▶ [GOAL]: Locate every line below that contains the string "petal", and copy each of those lines. Case counts.

===== DATA

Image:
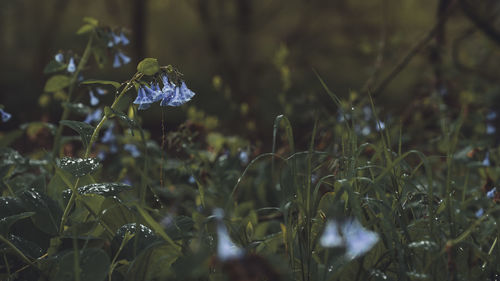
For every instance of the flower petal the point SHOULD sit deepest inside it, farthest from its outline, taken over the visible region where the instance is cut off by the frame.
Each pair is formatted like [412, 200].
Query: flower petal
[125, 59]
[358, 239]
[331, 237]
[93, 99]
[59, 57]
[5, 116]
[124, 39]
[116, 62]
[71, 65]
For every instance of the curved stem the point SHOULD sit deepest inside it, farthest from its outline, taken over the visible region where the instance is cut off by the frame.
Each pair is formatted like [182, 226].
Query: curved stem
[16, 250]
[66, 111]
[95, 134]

==========
===== DATA

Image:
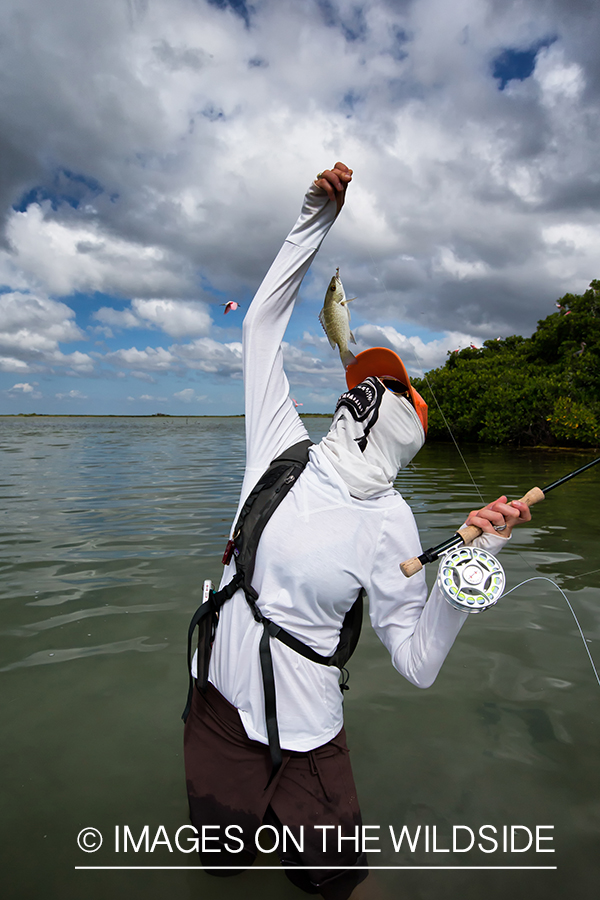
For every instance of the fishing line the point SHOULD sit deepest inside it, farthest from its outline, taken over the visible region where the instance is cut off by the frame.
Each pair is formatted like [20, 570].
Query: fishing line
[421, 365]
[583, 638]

==========
===== DATA

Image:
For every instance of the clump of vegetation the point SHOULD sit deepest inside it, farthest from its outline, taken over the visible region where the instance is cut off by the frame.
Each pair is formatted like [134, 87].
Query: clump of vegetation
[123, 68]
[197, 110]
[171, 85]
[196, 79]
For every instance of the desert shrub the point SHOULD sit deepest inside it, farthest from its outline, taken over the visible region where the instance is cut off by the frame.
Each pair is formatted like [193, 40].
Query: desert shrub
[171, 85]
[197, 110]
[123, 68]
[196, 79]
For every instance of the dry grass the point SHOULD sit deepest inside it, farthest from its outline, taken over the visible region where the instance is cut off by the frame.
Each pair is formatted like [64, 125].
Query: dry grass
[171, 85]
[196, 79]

==========

▶ [ANSWER TO THE PROBLEM]:
For every instance of the flower petal the point SHOULD sit deepest inside it, farthest from its outline, taken over the visible region where the instance is cut off by the frame.
Query: flower petal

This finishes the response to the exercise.